__WHAT TO DO__: Determine how many lines in the entries below contain the string "light", where case counts. Reply with the number alone.

─── MATERIAL FOR THIS TASK

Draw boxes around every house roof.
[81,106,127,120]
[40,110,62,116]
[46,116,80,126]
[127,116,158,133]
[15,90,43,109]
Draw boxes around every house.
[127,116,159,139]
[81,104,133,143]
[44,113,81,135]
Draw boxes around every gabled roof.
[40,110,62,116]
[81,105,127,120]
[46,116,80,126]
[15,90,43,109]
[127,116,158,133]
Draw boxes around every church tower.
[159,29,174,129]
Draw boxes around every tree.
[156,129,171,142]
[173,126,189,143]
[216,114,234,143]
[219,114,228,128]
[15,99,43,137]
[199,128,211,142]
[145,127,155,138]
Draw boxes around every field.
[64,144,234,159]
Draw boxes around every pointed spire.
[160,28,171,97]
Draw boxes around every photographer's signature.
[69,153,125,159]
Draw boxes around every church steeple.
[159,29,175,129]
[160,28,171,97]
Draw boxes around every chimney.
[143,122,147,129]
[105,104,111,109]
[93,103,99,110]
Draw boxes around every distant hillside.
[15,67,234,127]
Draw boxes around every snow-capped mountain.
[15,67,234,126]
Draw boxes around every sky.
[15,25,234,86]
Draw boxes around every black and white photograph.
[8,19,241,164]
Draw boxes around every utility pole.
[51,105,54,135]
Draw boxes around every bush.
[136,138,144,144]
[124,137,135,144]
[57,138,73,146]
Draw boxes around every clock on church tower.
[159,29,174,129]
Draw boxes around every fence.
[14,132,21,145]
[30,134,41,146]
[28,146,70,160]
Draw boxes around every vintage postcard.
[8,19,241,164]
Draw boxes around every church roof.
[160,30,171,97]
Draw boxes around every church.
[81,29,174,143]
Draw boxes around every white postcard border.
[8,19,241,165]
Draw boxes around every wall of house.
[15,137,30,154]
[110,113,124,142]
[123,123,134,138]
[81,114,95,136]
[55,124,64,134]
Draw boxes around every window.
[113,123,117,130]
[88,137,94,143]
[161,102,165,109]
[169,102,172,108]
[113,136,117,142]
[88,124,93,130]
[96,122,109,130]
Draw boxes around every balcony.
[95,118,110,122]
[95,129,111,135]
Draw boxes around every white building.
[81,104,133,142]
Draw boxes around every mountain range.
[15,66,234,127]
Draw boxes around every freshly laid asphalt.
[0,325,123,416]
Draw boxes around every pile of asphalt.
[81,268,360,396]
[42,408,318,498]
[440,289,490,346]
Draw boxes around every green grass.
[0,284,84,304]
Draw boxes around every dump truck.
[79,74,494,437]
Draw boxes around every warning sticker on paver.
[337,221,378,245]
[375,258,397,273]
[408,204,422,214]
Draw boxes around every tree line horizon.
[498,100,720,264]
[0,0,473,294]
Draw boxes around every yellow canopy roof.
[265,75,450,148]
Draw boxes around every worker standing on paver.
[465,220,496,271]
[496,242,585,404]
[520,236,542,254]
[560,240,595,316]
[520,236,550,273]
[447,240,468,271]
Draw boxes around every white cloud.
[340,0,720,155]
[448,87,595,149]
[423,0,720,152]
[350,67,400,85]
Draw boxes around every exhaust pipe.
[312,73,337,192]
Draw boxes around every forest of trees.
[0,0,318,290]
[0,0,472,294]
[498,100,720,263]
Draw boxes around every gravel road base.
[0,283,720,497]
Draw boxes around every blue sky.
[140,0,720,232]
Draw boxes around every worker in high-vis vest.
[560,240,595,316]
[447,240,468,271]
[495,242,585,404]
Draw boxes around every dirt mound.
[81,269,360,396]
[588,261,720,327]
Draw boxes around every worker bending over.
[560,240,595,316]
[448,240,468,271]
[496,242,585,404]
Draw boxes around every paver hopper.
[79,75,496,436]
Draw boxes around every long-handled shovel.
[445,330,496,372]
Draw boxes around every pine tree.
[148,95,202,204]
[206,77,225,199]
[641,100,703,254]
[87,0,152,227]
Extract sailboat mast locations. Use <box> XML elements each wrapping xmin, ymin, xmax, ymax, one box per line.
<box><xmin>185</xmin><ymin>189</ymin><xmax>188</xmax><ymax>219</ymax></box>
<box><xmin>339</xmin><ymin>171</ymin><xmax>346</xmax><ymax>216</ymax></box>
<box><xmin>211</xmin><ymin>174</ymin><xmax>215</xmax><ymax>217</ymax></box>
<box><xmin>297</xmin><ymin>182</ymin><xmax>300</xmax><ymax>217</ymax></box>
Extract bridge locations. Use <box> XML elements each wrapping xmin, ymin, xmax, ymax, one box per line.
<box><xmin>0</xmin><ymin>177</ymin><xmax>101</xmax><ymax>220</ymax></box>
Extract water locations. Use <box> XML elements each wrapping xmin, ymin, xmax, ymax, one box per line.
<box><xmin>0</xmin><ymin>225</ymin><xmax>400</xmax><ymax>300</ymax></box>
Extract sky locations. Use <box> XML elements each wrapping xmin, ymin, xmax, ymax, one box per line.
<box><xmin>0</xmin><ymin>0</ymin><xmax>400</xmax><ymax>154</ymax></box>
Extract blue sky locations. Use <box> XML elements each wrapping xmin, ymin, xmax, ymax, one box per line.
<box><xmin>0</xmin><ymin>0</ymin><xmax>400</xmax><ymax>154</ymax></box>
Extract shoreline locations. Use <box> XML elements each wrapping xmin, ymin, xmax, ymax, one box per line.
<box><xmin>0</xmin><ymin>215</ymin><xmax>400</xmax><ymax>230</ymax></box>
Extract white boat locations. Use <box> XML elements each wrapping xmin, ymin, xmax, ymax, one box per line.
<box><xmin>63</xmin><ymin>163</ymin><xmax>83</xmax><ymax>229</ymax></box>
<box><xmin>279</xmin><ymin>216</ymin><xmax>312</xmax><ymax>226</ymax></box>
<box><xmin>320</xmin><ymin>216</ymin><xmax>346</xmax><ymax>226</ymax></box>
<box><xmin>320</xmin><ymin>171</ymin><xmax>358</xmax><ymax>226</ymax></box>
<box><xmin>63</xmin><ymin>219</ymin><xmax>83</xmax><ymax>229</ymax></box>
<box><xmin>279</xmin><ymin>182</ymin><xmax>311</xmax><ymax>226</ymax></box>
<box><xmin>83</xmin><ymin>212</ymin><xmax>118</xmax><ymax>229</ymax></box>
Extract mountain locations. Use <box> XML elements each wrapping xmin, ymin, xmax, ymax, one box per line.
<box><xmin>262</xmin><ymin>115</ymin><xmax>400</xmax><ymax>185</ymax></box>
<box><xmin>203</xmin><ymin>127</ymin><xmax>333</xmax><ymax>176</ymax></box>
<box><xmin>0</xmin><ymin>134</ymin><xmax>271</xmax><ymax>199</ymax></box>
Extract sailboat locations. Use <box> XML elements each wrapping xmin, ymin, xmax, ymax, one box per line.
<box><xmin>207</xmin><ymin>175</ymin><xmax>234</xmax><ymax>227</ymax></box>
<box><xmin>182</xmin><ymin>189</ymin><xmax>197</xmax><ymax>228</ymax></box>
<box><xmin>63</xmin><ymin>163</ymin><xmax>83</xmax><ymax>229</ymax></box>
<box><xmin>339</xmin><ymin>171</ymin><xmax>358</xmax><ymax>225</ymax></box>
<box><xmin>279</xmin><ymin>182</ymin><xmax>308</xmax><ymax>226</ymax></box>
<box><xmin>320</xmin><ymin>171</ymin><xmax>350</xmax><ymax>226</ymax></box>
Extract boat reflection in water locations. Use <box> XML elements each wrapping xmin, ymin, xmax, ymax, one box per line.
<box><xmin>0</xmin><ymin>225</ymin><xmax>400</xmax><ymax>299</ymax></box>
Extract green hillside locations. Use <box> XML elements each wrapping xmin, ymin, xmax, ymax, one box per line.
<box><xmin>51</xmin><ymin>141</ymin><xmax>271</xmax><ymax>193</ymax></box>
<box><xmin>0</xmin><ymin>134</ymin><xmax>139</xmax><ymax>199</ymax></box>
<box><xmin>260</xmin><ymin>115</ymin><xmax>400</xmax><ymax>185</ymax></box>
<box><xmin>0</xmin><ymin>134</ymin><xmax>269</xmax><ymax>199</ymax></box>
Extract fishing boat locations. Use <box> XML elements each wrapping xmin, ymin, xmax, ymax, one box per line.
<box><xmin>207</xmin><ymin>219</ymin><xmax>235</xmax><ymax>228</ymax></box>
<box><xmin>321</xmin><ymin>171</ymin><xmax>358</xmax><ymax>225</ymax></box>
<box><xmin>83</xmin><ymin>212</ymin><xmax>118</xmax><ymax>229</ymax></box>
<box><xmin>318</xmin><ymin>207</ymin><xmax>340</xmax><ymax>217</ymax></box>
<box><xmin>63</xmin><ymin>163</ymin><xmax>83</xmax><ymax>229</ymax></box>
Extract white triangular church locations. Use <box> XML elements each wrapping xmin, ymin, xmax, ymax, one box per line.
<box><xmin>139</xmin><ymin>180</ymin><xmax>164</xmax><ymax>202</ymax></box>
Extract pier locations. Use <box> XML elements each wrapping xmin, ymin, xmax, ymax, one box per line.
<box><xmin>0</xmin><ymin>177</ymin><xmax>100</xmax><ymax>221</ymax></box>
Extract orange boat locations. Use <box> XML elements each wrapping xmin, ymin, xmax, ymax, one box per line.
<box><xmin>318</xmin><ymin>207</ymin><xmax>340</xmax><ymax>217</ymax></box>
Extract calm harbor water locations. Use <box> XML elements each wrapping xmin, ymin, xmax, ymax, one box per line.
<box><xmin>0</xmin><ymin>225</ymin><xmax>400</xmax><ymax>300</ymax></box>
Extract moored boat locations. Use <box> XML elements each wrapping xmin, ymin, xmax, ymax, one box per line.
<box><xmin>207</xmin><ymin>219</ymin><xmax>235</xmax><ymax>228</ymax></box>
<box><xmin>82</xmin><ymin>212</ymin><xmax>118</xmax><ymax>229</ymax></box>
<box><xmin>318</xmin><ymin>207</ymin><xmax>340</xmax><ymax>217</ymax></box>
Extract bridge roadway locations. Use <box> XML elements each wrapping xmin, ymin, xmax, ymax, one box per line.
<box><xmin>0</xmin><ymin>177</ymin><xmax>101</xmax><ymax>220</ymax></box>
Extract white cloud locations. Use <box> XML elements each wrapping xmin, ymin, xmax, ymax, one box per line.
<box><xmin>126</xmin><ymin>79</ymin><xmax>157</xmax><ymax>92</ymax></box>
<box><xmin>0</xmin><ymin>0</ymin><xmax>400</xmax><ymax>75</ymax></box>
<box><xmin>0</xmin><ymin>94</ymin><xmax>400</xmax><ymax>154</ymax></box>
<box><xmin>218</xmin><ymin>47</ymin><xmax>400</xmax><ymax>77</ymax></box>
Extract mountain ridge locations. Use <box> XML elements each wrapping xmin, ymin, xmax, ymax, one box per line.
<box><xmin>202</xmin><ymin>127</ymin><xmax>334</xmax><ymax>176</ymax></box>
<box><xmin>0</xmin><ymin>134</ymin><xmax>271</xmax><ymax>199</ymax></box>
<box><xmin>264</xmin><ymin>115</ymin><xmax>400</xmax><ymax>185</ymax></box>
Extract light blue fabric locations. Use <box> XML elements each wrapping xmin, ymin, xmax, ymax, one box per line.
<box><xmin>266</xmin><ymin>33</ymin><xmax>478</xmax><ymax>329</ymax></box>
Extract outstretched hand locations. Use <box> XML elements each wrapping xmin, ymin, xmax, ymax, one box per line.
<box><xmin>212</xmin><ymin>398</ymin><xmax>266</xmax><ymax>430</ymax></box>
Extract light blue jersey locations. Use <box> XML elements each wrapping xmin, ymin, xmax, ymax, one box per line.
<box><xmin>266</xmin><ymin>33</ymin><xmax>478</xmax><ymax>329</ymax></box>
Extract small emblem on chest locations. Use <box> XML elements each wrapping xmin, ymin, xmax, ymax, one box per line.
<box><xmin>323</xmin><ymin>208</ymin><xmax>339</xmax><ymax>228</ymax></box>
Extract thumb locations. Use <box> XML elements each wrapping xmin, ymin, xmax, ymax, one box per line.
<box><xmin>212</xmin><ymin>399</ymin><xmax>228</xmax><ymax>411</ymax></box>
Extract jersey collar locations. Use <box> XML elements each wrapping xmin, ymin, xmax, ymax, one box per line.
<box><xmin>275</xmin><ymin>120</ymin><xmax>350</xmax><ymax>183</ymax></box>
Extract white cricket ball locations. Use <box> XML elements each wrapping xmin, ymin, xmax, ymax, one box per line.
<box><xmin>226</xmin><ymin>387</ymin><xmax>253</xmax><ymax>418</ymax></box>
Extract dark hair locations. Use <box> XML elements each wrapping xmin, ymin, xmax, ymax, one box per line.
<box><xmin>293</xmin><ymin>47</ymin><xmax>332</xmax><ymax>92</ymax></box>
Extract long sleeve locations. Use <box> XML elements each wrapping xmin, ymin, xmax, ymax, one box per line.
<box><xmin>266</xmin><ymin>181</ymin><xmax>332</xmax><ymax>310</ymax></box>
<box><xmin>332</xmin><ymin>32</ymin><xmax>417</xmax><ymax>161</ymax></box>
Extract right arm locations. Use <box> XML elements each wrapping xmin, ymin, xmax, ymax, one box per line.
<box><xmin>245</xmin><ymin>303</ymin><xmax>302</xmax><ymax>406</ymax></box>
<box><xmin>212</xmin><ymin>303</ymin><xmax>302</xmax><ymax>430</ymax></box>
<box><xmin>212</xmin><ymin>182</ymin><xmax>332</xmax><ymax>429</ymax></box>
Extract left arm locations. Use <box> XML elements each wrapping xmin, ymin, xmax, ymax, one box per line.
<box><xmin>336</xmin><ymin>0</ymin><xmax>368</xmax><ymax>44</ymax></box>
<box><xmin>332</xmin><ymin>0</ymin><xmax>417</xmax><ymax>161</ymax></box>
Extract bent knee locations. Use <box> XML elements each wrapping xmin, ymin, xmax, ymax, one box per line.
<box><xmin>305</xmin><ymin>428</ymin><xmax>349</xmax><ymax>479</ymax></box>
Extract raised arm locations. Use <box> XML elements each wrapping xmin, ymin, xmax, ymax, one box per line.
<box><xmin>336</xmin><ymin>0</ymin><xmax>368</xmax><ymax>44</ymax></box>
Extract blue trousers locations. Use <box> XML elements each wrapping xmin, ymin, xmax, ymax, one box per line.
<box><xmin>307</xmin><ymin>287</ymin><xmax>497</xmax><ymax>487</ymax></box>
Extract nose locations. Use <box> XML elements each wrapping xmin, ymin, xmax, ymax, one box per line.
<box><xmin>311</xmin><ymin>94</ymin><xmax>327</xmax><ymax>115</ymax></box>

──────

__SOLVED EXERCISE__: 2